begin GIVEN DATA

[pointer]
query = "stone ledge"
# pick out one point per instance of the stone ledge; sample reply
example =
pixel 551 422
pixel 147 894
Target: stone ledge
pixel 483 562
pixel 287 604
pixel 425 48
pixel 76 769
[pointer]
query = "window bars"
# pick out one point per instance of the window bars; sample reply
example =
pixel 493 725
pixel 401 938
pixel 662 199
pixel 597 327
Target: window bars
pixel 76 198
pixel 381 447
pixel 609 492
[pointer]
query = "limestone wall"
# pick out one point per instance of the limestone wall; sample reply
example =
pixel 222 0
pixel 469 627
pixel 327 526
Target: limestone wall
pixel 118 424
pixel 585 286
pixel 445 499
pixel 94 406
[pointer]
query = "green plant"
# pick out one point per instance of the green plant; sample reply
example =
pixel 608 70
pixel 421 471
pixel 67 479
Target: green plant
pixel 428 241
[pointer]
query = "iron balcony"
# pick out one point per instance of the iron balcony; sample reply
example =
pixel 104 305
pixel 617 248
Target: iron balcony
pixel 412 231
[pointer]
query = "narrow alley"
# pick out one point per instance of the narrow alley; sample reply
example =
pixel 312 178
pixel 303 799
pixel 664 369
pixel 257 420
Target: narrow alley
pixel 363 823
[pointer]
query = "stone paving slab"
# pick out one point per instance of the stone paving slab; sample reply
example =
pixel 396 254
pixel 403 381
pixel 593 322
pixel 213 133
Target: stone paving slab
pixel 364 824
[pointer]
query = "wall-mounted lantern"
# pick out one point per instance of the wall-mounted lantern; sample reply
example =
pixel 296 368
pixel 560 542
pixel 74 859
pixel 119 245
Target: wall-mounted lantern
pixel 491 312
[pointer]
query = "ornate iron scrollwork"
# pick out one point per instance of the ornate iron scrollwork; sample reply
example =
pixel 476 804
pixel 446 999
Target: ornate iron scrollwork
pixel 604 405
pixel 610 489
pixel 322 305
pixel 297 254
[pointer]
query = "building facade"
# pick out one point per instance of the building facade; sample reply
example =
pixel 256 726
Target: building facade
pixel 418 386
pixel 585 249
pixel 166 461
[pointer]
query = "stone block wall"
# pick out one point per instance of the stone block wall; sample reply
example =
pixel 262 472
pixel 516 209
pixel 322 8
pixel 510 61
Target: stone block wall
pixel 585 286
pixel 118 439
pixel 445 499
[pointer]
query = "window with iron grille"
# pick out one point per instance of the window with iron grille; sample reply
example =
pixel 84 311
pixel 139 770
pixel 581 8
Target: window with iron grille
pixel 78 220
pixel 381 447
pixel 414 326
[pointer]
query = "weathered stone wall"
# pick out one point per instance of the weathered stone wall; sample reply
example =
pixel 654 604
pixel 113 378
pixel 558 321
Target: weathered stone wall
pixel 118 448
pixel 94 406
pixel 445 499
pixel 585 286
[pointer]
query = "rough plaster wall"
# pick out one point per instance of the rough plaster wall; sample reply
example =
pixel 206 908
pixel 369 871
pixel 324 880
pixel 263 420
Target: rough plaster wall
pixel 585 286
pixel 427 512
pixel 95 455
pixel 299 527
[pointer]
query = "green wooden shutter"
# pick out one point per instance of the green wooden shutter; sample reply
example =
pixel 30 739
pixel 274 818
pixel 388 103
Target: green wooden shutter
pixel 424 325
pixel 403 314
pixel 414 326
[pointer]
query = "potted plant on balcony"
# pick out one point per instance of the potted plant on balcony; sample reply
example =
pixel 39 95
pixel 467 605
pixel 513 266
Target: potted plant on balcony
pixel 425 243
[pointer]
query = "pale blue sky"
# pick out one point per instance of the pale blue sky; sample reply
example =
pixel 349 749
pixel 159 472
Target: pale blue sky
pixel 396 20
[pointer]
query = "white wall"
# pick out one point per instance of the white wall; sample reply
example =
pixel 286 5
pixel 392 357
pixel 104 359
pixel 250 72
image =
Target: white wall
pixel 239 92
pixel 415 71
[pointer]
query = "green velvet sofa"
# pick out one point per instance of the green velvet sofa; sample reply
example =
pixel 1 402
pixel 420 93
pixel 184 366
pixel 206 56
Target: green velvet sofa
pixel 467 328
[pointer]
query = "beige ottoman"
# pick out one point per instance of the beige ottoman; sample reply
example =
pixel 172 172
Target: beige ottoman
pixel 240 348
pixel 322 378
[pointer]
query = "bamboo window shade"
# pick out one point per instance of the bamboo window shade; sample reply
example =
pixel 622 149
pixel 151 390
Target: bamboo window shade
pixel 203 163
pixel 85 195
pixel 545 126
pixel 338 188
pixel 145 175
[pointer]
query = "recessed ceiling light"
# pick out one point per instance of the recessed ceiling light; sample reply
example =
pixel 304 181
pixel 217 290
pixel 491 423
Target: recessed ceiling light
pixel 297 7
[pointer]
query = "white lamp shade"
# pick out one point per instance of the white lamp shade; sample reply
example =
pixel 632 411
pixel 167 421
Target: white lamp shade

end GIVEN DATA

Can you repeat the material word for word, starting with its first line and going on through the line that contains "pixel 297 254"?

## COMPLETED TASK
[pointer]
query = "stone ledge"
# pick out one point per instance of the stone ledge; sample reply
example =
pixel 551 422
pixel 147 894
Target: stone ledge
pixel 483 562
pixel 287 604
pixel 425 48
pixel 76 769
[pointer]
query = "window bars"
# pick out one point per instance of the window bars; sample reply
example =
pixel 493 725
pixel 401 938
pixel 662 199
pixel 597 327
Target: window bars
pixel 76 198
pixel 381 447
pixel 609 492
[pointer]
query = "limestone wall"
# pick out one point per instance of the limestone wall; sample reply
example =
pixel 222 0
pixel 469 627
pixel 327 526
Target: limestone wall
pixel 118 424
pixel 585 286
pixel 445 499
pixel 94 406
[pointer]
query = "green plant"
# pick out one point per instance of the green plant; sample reply
example =
pixel 608 70
pixel 421 471
pixel 67 479
Target: green plant
pixel 428 241
[pointer]
query = "iron balcony"
# pick out one point per instance of the iron balcony; sample reply
example =
pixel 104 305
pixel 617 248
Target: iron balcony
pixel 412 231
[pointer]
query = "narrow alley"
# pick out one point per instance of the narrow alley; sample reply
example =
pixel 312 178
pixel 303 799
pixel 664 369
pixel 257 420
Target: narrow alley
pixel 363 823
[pointer]
query = "stone paving slab"
# pick out one point per instance of the stone paving slab; sample reply
example =
pixel 396 254
pixel 403 381
pixel 593 322
pixel 213 133
Target: stone paving slab
pixel 364 824
[pointer]
query = "wall-mounted lantern"
# pick out one point per instance of the wall-mounted lantern; sample reply
example =
pixel 296 368
pixel 560 542
pixel 74 859
pixel 119 245
Target: wall-mounted lantern
pixel 491 312
[pointer]
query = "ornate iron scrollwork"
# pick out one point per instance of the ornate iron scrollwork; sample reply
example =
pixel 476 804
pixel 446 999
Target: ornate iron scrollwork
pixel 604 405
pixel 610 489
pixel 322 305
pixel 297 254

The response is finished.